**YOUR OBJECTIVE**. Continue the text below about Derrick Rose's comeback from where it stops.

**DOCUMENT SECTION**.
□ □ □ □ □ □ □
Rose was mentioned as if he’s done something to deserve being sucker-punched (if you could punch any Bull, wouldn’t it be Hinrich?), but dismissed quickly because, according to Brian Hanley, “he probably wouldn’t play again for two years.” I get that it’s fun for many to pick on Rose because he took his time rehabbing his ACL tear back in 2012-2013, but haven’t these jokes run their course?

Hanley took it one step further, however, later insinuating that he doesn’t believe Rose can be an All-Star again in his career. This is where I think it crosses over from tiresome nitpicking at a player for being cautious with his body to unfounded claims that are more based in personal opinion than fact.

So it was perfect timing that news broke later in the day that Rose has been working out hard with Russell Westbrook in Las Vegas, and seems to have his explosiveness back:

Rose’s trainer also weighed in with his thoughts, according to Sam Smith of Bulls.com:

“He looks like the old Derrick to me,” said Rob McClanaghan, Rose’s trainer, at the USA Basketball camp in Las Vegas. “Now having that full year (back playing), a good playoff run, everything, the mental stuff is back, too. I think everything has come together this summer more than last summer. He’s had momentum going into the summer unlike last year. Mentally, physically, he looks very good. There’s no reason he’s not going to have a good season.

“I worked out Derrick and Russell (Westbrook) together,” McClanaghan said Tuesday. “It’s amazing how competitive those guys are in workouts. Unlike many guys in this league, those guys together push each other. It was like getting back to predraft ’08. Like Russell said (of Rose), everything is back to where it used to be. Derrick’s timing is back and mentally he’s in a very good place.”
□ □ □ □ □ □ □
[Items from a data source]
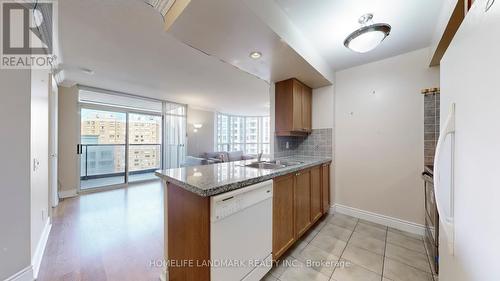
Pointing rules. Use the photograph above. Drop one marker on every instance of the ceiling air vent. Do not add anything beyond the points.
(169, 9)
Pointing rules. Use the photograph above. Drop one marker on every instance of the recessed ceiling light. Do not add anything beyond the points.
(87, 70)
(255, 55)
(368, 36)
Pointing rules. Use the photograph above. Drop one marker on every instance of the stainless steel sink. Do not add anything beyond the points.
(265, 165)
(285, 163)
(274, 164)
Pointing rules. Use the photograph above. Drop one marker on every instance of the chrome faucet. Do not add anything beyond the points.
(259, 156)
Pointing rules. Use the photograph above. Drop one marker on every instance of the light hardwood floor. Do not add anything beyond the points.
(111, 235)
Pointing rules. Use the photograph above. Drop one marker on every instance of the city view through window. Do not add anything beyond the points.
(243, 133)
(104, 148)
□ □ □ □ □ □ □
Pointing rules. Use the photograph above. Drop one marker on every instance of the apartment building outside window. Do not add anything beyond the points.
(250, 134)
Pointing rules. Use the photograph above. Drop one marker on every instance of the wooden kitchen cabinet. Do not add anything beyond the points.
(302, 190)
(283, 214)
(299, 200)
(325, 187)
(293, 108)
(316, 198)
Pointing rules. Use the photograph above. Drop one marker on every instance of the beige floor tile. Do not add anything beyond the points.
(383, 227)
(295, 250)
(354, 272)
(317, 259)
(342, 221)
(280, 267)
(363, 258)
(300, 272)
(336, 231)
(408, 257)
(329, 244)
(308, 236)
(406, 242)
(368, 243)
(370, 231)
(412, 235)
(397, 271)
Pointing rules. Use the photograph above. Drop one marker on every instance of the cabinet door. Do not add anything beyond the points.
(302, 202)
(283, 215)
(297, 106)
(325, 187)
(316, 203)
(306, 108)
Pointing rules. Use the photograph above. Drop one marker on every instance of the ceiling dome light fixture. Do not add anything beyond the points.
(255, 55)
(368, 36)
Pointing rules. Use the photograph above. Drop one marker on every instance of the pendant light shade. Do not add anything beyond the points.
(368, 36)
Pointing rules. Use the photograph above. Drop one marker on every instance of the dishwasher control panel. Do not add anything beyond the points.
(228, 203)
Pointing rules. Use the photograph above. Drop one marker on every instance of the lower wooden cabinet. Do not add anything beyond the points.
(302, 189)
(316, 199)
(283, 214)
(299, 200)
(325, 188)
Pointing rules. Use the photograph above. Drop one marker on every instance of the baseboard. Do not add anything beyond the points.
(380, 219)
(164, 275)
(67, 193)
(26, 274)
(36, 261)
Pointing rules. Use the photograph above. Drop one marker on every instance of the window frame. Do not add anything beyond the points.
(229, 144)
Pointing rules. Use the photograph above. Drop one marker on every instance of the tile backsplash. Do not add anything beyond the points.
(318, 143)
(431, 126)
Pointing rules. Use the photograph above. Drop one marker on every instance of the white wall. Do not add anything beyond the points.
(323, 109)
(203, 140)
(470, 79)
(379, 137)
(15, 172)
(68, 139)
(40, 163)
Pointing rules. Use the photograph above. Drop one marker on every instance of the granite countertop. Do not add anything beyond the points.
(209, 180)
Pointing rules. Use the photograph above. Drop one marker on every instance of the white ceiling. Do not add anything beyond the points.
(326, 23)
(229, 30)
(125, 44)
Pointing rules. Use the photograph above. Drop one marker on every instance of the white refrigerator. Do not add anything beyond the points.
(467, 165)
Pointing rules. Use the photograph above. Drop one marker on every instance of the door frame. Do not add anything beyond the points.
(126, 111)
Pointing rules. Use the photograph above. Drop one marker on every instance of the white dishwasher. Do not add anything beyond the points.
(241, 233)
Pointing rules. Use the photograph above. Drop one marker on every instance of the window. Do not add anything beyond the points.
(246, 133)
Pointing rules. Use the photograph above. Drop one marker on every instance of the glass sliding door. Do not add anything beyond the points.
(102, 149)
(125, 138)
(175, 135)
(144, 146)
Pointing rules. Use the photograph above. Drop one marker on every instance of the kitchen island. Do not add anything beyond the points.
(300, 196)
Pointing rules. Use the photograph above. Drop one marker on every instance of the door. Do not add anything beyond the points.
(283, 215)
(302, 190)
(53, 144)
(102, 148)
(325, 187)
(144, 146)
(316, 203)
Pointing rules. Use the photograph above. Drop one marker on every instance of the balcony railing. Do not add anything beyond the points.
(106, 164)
□ □ □ □ □ □ □
**OUTPUT OF THE TASK**.
Of course, this may not mean a thing. While Rose was out and rehabbing his injuries, we were told (and believed) that he’d come back a better shooter because he hadn’t been able to do anything but shoot. We were told that he’d been hitting the weights with his upper body, and that he was ripped. Basically, we’ve heard all kinds of stories in the past about why Derrick Rose was going to dominate the league when he returned.

But he didn’t. Rose was rusty when he first returned from his torn ACL and then tore his meniscus. He was then rusty again last year during The Return 2.0 and had a somewhat disappointing season. He was only stretched out to about 30 minutes per game, shot only 28 percent from three-point range while hoisting a career-high 5.3 per game, and often had extremely high turnover totals. Not only that, but he had to have yet another surgery on his meniscus that forced him to miss a long stretch of games late in the year.

But after the clean-up of his surgically repaired meniscus, something weird happened; he started playing better. Granted, his shooting percentages were still down, but in the playoffs Rose played pretty well at times. He was able to be out on the court for extended time, even averaging close to 38 minutes per contest. In the six-game series with the Cavaliers, Rose averaged 21.7 points, 6.5 assists (to just 2.0 turnovers) and 5.3 rebounds.

Was it perfect? No. Did he look like one of the best players in the NBA on one of the best teams in the Eastern Conference going toe-to-toe with LeBron James? Yeah, he did, at least up until the last game and a half. Considering that he was only a month or so removed from a knee surgery at that point, I’d say he outperformed expectations in the playoffs.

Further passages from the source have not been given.